▶ Stored rows
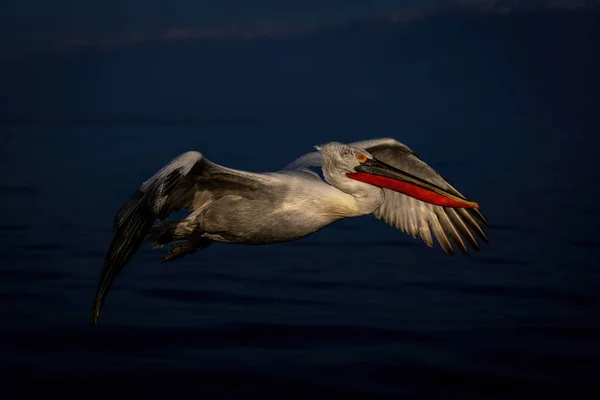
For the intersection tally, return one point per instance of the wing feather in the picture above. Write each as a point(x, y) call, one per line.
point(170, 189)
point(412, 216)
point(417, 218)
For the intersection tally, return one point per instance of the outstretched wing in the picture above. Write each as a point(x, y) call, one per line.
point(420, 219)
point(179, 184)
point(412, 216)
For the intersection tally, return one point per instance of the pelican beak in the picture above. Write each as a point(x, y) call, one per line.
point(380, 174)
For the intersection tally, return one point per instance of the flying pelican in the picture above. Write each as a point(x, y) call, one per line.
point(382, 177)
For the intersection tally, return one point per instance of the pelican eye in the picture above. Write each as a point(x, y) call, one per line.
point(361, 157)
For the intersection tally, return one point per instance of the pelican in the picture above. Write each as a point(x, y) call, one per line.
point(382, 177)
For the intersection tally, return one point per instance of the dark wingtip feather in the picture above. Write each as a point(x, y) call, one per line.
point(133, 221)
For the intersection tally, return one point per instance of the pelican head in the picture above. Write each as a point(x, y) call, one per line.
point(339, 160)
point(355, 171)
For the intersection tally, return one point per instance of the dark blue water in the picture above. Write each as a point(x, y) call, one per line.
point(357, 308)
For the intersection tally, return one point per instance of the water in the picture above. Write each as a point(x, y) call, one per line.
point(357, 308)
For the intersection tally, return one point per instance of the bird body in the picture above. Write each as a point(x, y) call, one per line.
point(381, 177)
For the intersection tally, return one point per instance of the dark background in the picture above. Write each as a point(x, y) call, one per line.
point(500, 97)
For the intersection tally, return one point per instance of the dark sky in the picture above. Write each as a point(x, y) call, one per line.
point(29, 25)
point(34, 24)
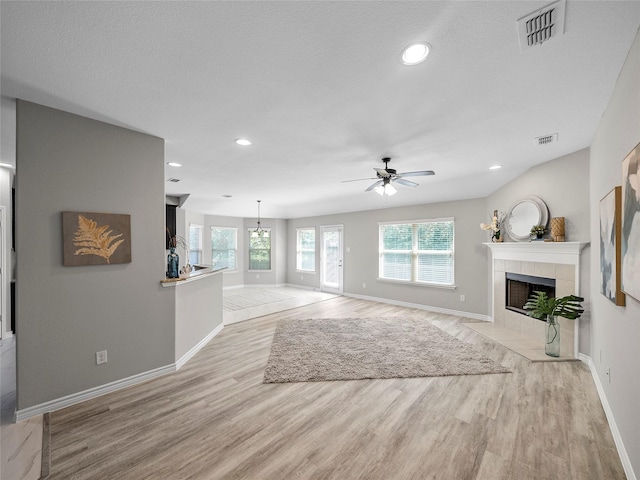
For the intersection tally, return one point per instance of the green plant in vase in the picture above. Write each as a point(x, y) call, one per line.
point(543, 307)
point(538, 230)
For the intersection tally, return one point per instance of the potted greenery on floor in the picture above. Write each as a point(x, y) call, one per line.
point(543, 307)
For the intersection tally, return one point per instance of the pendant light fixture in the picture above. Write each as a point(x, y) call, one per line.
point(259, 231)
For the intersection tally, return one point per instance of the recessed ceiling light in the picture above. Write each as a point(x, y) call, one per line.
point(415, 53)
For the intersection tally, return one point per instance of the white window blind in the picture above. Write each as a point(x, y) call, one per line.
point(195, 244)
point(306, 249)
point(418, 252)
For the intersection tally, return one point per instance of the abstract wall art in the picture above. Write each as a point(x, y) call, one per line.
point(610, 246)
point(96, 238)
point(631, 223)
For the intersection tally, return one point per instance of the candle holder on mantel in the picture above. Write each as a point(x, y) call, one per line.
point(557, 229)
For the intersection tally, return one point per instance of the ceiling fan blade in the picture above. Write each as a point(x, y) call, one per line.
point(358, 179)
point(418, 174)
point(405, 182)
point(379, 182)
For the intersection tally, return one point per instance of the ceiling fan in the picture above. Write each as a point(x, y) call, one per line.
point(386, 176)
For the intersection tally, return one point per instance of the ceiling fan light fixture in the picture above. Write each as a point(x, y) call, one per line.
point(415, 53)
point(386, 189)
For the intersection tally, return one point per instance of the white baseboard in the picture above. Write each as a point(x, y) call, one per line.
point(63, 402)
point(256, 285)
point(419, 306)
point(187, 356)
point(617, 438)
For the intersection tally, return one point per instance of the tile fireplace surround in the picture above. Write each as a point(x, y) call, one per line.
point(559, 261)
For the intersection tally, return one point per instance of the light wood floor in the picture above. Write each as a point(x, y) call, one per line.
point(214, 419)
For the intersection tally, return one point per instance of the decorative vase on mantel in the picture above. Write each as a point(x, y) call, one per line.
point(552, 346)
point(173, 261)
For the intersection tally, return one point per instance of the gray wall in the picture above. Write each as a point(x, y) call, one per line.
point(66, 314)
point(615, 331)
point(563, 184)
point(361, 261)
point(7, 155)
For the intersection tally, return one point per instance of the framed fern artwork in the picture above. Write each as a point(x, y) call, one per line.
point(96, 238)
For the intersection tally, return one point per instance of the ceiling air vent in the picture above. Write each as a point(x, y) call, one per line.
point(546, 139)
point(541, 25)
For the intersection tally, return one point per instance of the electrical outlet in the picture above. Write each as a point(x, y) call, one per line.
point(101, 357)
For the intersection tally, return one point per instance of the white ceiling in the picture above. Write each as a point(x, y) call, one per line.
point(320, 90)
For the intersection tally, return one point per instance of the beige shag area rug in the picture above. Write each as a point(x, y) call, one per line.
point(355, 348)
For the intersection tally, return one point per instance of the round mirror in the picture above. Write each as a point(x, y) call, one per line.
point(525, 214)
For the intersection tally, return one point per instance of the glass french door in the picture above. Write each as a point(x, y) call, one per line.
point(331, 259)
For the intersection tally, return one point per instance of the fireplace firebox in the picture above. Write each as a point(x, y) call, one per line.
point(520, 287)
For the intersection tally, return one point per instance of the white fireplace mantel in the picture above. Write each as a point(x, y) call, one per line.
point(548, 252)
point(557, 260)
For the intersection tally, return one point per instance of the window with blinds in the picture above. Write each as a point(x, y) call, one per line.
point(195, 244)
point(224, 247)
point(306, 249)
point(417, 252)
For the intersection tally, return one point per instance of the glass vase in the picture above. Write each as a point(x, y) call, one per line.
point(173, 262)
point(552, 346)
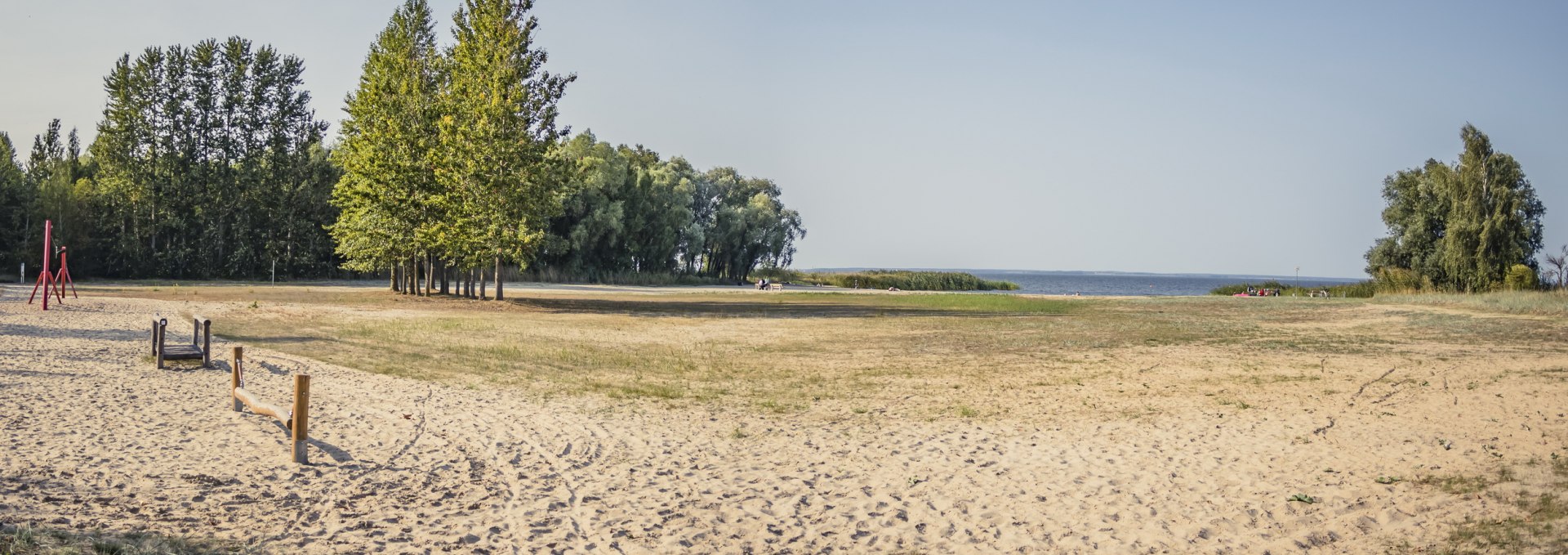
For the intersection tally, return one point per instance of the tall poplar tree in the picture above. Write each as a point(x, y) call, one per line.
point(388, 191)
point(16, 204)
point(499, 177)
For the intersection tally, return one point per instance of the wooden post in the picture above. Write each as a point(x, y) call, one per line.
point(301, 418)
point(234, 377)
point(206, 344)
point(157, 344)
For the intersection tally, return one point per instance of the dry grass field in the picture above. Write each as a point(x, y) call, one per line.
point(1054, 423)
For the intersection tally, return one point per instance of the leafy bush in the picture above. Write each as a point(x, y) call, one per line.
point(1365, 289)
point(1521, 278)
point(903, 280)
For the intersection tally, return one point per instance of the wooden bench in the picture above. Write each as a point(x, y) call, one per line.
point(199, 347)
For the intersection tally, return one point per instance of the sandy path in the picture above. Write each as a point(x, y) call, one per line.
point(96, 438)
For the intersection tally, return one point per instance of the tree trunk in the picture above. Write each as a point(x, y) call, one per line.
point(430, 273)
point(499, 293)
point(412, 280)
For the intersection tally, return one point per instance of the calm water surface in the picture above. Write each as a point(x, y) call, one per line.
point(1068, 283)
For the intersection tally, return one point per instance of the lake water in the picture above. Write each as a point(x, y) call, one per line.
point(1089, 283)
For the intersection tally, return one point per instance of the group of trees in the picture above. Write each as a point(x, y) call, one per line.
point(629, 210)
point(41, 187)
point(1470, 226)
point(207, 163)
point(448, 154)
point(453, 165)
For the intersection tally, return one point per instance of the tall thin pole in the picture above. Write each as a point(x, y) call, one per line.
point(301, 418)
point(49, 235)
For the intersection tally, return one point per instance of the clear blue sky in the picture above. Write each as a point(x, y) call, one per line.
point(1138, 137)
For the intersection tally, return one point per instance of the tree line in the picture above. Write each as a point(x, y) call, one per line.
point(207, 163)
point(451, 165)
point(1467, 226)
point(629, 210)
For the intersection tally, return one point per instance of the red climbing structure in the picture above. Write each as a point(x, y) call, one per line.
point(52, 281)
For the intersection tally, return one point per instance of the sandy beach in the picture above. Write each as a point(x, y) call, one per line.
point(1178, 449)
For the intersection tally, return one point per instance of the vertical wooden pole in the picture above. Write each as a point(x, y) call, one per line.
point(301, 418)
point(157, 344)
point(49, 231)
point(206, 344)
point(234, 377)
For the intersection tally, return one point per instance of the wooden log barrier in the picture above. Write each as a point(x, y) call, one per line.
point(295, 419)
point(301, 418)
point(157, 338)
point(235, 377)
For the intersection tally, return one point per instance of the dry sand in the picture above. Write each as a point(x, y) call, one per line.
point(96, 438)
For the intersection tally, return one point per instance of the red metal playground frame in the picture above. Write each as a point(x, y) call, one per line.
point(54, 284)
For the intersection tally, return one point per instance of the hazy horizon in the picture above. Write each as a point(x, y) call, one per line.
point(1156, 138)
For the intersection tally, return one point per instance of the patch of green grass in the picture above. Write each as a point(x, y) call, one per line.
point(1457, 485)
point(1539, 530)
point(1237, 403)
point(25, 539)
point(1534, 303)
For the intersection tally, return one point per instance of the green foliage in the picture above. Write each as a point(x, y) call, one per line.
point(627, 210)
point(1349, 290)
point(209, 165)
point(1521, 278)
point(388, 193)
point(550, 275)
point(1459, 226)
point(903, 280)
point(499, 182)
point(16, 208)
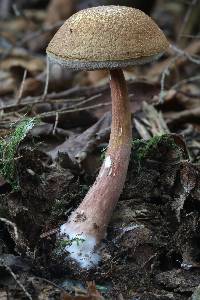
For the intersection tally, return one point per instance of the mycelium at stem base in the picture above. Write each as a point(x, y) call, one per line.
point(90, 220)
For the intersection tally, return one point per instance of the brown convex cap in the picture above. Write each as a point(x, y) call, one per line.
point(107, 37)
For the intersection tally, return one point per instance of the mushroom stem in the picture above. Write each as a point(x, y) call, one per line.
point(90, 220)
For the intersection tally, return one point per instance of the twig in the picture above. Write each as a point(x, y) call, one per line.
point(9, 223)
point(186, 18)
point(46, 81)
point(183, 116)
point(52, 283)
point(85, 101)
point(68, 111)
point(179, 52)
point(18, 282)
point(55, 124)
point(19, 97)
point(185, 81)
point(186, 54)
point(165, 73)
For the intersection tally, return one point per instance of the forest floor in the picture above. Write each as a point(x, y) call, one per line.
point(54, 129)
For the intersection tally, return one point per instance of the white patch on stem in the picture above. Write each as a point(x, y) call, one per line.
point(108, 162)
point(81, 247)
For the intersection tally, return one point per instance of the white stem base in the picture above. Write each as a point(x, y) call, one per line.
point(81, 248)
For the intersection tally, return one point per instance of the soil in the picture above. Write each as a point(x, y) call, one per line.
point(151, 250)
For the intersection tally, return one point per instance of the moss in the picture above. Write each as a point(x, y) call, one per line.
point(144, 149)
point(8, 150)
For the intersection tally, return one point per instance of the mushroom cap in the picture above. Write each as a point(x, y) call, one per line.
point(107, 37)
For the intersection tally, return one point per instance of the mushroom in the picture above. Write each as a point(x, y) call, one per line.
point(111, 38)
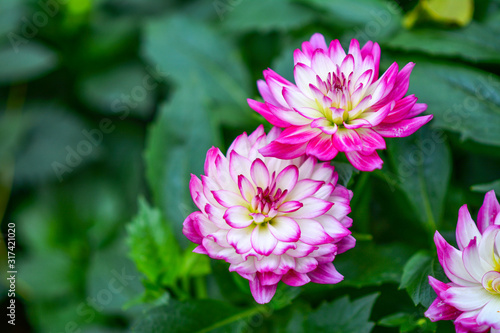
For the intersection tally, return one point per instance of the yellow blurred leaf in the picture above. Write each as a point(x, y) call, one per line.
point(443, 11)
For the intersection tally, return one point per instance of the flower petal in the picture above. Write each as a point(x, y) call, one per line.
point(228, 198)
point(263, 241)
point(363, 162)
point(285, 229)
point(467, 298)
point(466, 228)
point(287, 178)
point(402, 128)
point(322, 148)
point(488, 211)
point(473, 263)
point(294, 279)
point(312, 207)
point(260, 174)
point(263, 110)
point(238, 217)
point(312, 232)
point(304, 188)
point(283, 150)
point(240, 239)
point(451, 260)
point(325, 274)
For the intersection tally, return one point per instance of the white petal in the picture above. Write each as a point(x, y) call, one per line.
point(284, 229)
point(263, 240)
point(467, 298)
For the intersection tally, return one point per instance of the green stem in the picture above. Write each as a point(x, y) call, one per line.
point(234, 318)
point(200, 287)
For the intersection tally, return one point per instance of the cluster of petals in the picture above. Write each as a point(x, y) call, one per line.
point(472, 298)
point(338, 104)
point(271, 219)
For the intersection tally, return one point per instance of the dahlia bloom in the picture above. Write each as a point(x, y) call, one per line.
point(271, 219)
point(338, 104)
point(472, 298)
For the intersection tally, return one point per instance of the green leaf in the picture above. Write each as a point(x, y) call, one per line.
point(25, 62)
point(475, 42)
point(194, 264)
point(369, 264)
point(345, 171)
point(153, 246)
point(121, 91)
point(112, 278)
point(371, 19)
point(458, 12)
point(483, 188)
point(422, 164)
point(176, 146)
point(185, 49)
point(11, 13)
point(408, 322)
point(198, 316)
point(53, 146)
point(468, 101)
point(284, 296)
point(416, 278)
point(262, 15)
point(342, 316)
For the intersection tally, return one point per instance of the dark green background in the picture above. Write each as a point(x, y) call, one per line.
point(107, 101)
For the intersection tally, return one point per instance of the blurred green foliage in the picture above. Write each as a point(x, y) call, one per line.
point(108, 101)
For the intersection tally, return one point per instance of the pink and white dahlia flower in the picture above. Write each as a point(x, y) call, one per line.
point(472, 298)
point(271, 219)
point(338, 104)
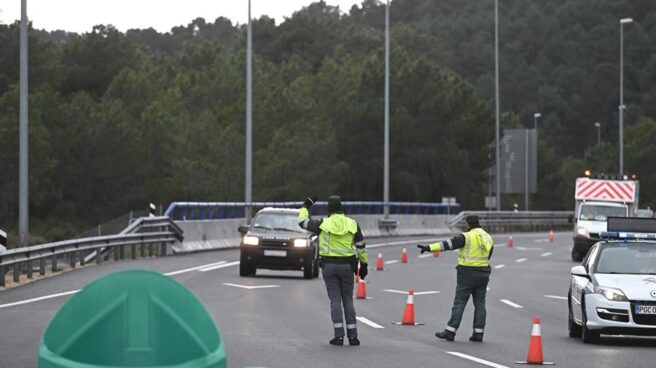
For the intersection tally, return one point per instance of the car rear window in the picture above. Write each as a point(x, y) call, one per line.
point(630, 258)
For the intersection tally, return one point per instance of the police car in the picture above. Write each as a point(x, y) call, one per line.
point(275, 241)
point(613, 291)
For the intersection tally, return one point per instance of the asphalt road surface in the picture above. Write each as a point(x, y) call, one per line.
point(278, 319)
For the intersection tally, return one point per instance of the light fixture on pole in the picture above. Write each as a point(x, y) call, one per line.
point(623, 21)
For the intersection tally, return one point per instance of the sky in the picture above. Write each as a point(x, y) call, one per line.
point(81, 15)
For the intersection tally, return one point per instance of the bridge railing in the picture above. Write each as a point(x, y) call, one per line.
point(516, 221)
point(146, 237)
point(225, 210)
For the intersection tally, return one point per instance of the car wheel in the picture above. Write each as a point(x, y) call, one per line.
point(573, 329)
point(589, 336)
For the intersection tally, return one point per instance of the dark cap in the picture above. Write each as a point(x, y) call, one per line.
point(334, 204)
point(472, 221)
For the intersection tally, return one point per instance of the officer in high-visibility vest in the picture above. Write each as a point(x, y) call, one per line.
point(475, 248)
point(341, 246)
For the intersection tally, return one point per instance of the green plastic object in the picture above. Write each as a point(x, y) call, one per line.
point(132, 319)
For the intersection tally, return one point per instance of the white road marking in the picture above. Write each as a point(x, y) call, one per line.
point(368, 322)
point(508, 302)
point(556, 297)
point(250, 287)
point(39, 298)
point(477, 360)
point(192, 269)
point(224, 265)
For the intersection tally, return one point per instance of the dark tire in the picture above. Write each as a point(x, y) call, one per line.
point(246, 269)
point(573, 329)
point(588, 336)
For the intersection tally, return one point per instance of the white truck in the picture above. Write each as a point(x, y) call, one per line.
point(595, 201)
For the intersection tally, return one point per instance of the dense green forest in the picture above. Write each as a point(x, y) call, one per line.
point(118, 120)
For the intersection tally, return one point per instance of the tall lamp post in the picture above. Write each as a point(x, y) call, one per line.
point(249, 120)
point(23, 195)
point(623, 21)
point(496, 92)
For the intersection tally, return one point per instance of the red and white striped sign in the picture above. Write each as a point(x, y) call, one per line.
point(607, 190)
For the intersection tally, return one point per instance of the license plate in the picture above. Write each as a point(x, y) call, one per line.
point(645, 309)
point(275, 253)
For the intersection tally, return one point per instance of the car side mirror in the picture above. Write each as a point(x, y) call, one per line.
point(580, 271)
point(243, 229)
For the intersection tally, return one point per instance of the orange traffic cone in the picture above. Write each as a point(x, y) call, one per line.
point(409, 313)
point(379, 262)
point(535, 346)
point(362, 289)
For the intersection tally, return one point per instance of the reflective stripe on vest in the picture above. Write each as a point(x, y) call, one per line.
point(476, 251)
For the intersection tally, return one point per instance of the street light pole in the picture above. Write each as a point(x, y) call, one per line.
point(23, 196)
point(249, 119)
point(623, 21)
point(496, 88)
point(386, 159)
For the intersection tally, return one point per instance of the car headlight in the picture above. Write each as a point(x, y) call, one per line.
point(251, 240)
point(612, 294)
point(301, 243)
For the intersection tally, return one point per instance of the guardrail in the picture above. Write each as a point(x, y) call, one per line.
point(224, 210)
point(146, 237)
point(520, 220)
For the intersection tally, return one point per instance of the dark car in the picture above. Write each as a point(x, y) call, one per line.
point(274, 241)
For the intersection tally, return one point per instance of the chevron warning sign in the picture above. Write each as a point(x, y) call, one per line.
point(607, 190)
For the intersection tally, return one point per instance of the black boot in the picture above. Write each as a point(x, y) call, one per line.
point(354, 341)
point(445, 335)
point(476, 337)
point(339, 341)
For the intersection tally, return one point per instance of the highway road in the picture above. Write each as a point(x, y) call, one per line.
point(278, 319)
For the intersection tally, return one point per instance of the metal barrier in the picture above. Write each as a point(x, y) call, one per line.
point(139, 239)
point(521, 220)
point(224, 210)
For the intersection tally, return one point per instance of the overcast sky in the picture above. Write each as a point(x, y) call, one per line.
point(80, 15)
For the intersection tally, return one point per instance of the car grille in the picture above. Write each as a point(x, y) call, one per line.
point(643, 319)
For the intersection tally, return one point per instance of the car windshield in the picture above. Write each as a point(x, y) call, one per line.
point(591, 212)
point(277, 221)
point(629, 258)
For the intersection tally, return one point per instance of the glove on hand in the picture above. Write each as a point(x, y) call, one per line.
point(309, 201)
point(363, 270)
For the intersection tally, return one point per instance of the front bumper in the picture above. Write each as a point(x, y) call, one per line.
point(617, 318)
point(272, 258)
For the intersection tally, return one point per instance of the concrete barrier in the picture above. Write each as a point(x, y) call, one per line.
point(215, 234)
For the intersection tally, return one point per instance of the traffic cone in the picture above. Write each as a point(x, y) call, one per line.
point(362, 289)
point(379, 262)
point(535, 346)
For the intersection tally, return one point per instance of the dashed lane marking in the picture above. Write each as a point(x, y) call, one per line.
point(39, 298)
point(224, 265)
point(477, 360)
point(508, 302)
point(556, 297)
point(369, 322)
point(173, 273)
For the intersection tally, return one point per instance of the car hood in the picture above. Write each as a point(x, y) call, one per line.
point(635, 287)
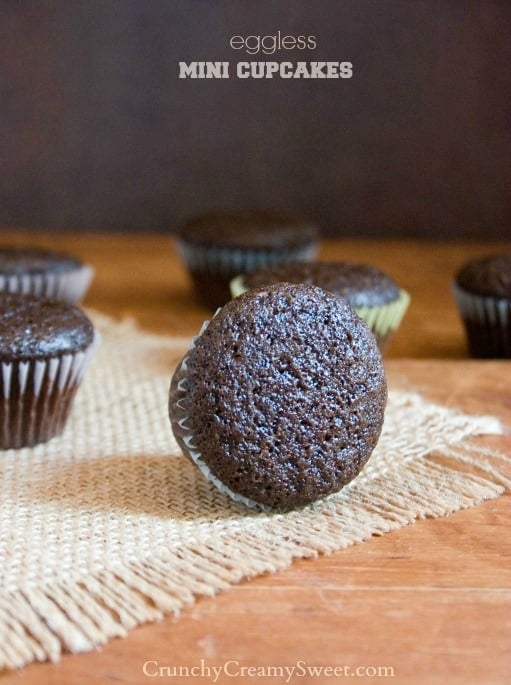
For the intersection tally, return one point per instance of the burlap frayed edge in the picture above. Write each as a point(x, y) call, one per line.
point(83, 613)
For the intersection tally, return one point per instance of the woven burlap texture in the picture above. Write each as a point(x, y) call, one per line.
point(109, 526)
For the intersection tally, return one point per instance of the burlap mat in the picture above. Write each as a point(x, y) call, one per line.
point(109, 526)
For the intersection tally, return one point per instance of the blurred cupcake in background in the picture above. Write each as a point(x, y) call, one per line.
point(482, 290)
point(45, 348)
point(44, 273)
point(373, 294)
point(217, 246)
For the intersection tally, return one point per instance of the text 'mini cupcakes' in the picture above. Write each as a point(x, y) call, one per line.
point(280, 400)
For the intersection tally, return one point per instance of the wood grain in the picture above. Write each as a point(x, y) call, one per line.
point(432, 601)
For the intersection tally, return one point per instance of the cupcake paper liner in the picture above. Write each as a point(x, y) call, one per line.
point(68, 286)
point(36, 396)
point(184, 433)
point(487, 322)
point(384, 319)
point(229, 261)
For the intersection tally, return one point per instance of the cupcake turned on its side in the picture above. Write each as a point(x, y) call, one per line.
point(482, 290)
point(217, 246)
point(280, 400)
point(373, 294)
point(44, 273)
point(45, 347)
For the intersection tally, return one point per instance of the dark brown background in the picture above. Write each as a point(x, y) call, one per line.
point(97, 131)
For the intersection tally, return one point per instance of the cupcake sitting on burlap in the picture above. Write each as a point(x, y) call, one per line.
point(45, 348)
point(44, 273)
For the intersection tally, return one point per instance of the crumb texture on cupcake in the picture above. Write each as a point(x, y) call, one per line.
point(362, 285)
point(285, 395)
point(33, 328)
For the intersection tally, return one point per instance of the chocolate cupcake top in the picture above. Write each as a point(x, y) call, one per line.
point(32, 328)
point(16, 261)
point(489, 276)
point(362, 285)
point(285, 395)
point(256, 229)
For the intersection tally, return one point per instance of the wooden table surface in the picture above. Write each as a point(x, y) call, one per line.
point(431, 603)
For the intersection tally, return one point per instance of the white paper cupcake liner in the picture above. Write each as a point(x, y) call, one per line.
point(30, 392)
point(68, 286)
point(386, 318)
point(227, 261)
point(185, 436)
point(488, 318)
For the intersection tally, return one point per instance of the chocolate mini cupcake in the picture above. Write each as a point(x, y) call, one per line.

▶ To do
Your task is to reproduce, exactly and exclusively, the lines from the one holding "the cupcake turned" through the final line of the listing.

▶ Expected answer
For the intersection tally, return one point per instance of the cupcake turned on its side in the picture above. Write each as a point(x, y) call, one per line.
point(482, 290)
point(217, 246)
point(280, 400)
point(373, 294)
point(44, 273)
point(45, 347)
For the intersection tally, return one point per instance of the dark brown background in the picture above. Write each as a point(x, y) call, one per line.
point(97, 131)
For the intersection tally, return one point per instance of the cupcake sitting on burlap in the picture above. Write each as a point(x, y) call, one per line.
point(45, 348)
point(44, 273)
For the intersection tally, return one point per instance of the crumb texture on cupcake in the picture above. Write each as a point(x, y) call, one per line.
point(362, 285)
point(285, 395)
point(33, 328)
For the intersection tally, return one point per instance of the chocolate cupcake top in the picture above. Write each as a point(x, y) call, one per line.
point(32, 328)
point(16, 261)
point(489, 276)
point(362, 285)
point(285, 395)
point(256, 229)
For the intersection tally, return one point per instance of the wooden table surface in the picture above. Write each as a point(x, y) call, one per line.
point(431, 603)
For the intersection tally, return one point per instance of the white paper cupcake liner in the picture above. Write each as a point(x, y) call, one per line.
point(30, 392)
point(68, 286)
point(386, 318)
point(227, 261)
point(185, 436)
point(488, 318)
For the intersection tally, return one point per instance of the chocolate mini cupcake in the picture above. Write each as a point(x, y) call, one per line.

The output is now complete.